MATERIAL SUPPLIED.
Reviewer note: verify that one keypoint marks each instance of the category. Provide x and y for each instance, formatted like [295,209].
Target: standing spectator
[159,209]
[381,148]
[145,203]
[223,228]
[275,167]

EXERCISE GOAL. Repeat the material above in full. Match it exactly.

REPLY TO THE TASK.
Reviewer note: verify that one keypoint marks each instance of the category. Provide x and y for each instance, formatted like [295,209].
Target: standing spectator
[159,209]
[381,148]
[145,203]
[223,228]
[275,167]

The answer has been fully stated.